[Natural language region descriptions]

※ ※ ※

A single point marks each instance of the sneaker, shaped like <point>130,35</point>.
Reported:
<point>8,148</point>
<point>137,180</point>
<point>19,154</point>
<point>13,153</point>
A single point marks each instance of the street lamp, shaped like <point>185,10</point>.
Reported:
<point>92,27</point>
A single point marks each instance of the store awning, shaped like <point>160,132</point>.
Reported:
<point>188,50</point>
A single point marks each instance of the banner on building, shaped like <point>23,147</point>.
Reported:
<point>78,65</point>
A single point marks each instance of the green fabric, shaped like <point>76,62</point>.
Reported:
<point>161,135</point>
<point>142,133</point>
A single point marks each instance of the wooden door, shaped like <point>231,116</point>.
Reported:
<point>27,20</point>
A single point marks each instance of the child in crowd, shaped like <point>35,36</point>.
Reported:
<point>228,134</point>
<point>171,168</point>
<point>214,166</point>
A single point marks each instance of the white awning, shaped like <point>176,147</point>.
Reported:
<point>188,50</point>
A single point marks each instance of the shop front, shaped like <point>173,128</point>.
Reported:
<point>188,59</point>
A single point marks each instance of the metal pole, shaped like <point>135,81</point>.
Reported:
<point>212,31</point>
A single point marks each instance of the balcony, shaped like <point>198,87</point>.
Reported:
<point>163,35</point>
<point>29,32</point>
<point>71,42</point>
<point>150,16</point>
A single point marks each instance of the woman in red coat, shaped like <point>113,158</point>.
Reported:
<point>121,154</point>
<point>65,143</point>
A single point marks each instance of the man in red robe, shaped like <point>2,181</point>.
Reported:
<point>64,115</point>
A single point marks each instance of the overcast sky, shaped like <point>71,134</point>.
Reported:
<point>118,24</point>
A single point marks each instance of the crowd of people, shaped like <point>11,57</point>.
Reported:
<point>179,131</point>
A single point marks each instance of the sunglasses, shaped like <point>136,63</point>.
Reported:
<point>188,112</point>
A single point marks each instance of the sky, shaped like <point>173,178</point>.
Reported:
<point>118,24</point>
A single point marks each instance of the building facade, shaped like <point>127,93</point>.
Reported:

※ ※ ※

◆ REQUIREMENT ◆
Wherever the string "awning" occurs in the records above, copy that line.

◆ ANSWER SPACE ◆
A single point marks each instance of the store awning, shaped like <point>160,132</point>.
A single point marks each instance of the white awning, shaped like <point>176,147</point>.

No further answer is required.